* _Yazılı talimat 1_:
Yılmaz Güney hakkındaki metinde, onun öğrencilik yıllarında çalıştığı işleri metindeki ifadeleriyle sıralayın.

Yılmaz Güney (Pütün)

Yılmaz Güney (Pütün)

1 Nisan 1937’de Adana’nın Yüreğir ilçesinin Yenice köyünde, yoksul bir Kürt ailenin çocuğu olarak doğmuştur. Asıl adı Yılmaz Pütün’dür. Babası Urfa Siverek’li bir Zaza, annesi de Muş Varto’lu bir Kürt’tür. Babası, topraksız yoksul bir köylüdür, Adana bölgesinde bir ağanın yanında çalışan ve mevsimlik işçileri ağa adına çalıştıran bir tarım işçisidir.

Yılmaz Güney ilkokul, ortaokul ve lise öğrenimini Adana’da tamamlar. Aynı zamanda, öğrencilik yıllarında çalışmak zorunda kalır. Gazete ve gazoz satıcılığı, arabacılık, çıraklık, ırgatlara suculuk ve pamuk işçiliği gibi işlerde çalışır.

* _Yazılı talimat 2_:
Kayıtlarda "tree" kelimesini içeren bütün satırları listeleyin. Büyük ve küçük harf ayrımı dikkate alınmalıdır.

* _Veri kümesi alıntıları_:
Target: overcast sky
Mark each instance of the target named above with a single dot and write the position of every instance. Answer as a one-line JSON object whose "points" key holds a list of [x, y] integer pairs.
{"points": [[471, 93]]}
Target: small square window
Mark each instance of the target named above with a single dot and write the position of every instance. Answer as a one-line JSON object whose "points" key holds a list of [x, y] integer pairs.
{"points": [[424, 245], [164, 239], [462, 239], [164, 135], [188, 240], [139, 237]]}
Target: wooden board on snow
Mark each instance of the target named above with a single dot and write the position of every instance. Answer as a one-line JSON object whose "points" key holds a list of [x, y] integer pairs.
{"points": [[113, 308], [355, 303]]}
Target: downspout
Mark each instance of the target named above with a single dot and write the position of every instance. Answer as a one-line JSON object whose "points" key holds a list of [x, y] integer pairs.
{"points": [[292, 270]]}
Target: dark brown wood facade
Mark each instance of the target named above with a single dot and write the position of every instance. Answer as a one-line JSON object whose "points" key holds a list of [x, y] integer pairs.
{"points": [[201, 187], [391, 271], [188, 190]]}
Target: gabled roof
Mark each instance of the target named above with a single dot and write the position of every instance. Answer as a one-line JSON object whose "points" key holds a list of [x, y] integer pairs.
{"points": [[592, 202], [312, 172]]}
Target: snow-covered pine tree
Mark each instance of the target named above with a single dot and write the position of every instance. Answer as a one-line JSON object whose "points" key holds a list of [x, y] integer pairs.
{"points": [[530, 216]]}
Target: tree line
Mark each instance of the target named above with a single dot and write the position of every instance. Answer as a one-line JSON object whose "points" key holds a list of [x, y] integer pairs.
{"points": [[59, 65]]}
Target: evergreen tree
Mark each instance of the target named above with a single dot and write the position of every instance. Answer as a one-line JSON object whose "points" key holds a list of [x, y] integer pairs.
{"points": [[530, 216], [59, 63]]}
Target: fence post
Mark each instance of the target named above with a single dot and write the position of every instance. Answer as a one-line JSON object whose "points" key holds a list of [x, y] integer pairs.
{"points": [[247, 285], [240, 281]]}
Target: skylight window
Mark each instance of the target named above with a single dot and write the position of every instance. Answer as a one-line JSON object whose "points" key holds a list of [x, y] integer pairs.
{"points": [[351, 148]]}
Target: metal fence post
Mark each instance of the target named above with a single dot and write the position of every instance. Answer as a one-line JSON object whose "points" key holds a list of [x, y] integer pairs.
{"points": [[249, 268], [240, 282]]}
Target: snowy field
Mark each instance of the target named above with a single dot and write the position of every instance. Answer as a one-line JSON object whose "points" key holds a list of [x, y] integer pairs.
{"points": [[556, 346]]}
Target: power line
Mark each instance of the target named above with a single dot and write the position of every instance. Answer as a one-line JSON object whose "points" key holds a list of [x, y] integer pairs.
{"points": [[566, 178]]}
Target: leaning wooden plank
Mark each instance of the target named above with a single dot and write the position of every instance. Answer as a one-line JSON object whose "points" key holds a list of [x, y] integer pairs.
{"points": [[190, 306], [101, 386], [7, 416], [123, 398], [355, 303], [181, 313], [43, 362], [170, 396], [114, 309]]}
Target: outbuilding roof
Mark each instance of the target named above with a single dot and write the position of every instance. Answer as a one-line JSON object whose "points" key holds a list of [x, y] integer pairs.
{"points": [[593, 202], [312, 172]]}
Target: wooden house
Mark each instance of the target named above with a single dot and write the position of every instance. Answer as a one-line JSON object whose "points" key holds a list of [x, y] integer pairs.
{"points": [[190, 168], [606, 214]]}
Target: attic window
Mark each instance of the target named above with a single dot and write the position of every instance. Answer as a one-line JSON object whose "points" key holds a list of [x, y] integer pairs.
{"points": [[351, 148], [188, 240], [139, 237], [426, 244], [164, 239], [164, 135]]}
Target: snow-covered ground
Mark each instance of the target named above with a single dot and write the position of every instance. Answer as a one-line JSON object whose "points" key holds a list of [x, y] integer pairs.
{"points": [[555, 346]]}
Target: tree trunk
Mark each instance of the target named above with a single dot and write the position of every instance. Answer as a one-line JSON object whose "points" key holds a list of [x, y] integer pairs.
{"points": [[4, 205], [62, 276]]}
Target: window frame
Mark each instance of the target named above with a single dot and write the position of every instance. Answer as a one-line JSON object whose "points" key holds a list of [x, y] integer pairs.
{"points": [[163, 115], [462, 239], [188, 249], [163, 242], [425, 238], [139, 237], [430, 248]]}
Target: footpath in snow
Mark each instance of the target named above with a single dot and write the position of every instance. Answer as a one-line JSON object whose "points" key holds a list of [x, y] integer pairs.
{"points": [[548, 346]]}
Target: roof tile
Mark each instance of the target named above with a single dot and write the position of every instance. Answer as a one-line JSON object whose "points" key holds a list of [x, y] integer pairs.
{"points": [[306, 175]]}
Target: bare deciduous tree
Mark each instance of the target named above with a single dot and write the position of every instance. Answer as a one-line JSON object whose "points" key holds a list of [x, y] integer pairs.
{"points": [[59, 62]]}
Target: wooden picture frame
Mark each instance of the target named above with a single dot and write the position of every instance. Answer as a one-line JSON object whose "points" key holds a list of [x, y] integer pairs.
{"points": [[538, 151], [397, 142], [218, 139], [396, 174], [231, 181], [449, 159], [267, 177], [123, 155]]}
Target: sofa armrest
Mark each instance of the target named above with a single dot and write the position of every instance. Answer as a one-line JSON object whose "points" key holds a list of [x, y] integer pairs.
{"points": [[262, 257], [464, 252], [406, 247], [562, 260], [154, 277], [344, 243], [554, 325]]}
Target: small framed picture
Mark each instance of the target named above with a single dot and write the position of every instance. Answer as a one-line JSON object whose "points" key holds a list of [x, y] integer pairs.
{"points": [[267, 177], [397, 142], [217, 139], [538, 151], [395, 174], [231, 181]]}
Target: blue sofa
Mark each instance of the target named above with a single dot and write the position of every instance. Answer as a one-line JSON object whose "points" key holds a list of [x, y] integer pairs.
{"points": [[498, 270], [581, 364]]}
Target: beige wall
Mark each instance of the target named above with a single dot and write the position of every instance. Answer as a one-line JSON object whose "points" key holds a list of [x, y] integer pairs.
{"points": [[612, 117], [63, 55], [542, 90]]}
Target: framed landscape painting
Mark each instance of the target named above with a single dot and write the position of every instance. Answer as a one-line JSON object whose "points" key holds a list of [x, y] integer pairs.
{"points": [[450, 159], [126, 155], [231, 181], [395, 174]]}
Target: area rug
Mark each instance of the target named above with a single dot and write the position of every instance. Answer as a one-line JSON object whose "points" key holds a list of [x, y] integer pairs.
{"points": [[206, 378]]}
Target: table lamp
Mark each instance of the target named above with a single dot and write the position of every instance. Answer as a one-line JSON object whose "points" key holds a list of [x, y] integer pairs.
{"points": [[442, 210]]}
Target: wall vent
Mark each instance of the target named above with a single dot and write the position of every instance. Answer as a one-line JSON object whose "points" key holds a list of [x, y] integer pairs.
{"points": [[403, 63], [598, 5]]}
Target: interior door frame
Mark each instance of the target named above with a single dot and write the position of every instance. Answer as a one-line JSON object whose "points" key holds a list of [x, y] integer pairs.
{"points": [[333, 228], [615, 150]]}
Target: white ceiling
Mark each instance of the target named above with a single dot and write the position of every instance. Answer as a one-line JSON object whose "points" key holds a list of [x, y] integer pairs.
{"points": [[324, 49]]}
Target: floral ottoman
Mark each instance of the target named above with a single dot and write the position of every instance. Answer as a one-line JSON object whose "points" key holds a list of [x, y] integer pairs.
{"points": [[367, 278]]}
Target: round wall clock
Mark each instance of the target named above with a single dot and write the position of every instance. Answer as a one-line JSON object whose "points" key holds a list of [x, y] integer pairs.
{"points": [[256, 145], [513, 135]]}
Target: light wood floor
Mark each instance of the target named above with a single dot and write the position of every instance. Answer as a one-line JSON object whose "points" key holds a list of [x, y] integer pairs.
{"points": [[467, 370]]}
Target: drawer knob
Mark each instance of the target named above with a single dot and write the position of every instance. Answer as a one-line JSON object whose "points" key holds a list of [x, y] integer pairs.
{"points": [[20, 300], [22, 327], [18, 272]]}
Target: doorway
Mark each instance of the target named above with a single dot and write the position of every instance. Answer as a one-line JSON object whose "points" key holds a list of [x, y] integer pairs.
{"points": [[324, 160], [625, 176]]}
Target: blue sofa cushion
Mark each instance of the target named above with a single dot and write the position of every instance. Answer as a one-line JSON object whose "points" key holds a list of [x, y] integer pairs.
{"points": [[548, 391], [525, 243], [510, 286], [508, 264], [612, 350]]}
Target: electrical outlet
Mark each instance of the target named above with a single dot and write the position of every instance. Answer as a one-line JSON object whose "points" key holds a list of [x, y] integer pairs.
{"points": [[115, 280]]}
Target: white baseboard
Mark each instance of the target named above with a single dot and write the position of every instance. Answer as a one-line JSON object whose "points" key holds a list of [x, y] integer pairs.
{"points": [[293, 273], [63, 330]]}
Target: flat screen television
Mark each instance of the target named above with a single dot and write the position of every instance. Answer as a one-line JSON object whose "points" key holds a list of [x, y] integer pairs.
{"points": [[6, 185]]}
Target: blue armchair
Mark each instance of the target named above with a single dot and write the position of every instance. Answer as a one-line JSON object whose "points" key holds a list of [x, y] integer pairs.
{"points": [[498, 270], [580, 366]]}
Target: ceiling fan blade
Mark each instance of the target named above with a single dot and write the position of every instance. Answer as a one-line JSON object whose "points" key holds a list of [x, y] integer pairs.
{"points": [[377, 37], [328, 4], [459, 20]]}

* _Tam cevap 1_:
- Gazete ve gazoz satıcılığı
- Arabacılık
- Çıraklık
- Irgatlara suculuk
- Pamuk işçiliği

* _Tam cevap 2_:
Target: snow-covered pine tree
Target: tree line
Target: evergreen tree
Target: tree trunk
Target: bare deciduous tree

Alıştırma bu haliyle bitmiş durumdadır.